**Exercise passage**
---

Thanks for checking me out Kate! I look forward to our continued conversations though I'm sad about the screens between us. Alas...

I love the question you ask, "Did Jesus even wish for any of the institutions we have built?" This question runs through my mind often, especially when I drive by certain religious buildings that look like a cross(!) between Las Vegas lush casinos and the Vatican. All that money and architectural pomp--for what? It reminds me of a news report I saw yesterday on the Queen of England's desire to increase support for low-income-families in 2009. They juxtaposed this report with telling the viwers of the million dollar jewels embedded in her royal crown. I was on chaplaincy rounds in the psych ward while watching this segment of television and a schizoprehenic patient said, "if she wants to help poor people, maybe she should take off that hat."

...and these are the people we lock up and call "crazy"??!!

---

**Information shown**

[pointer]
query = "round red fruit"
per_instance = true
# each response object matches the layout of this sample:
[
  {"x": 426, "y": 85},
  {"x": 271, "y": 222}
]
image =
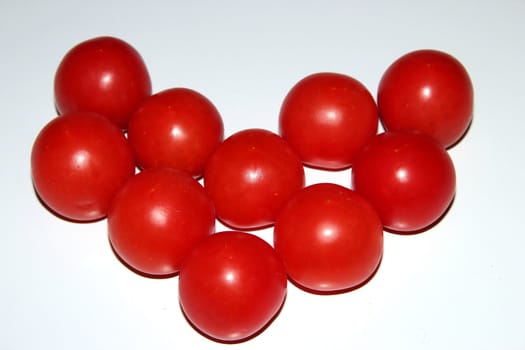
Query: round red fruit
[
  {"x": 176, "y": 128},
  {"x": 231, "y": 286},
  {"x": 327, "y": 118},
  {"x": 78, "y": 163},
  {"x": 429, "y": 91},
  {"x": 105, "y": 75},
  {"x": 329, "y": 238},
  {"x": 250, "y": 177},
  {"x": 408, "y": 177},
  {"x": 157, "y": 217}
]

---

**What you should do**
Extend the reply to Kate about Jesus and religious institutions, picking up after its final sentence.

**Response to the task**
For me, again, it's like the recognition of a dysfunctional family. I see what's wrong and yet I'm totally implicated by/in it. When I was 11 I was repulsed by my dad. Everywhere we went I tried to keep a distance because I was so "cool" and he was so uncool, nerdy, out of style, so--adult! I hadn't differentiated enough as "Emily" to be anything other than "Bill's daughter" in my own mind. Being with him in public just reinforced this. That's where I'm at with Christianity. I haven't differentiated and developed my own Christianity enough to know where I start and these fundamentalists/bible-literalists stop. It's not that I want to "other" them, but I certainly want to offer an alternative to their way-of-being in the choices I make and faith I profess. Being "in public" with them just reinforces that I have work to do in my relationship with G-d, Christ, Mary, my community of faith, etc. I know where I stand on the Nutcracker. But how to address the dichotomy of divinity and humanity running through my religion, especially as its rhetorically linked to a "virgin"--(read: non-sexual yet pregnant womyn)--that's a tad more difficult. Yes Kate, ambivalence is at the heart of it all.

stevecaks said...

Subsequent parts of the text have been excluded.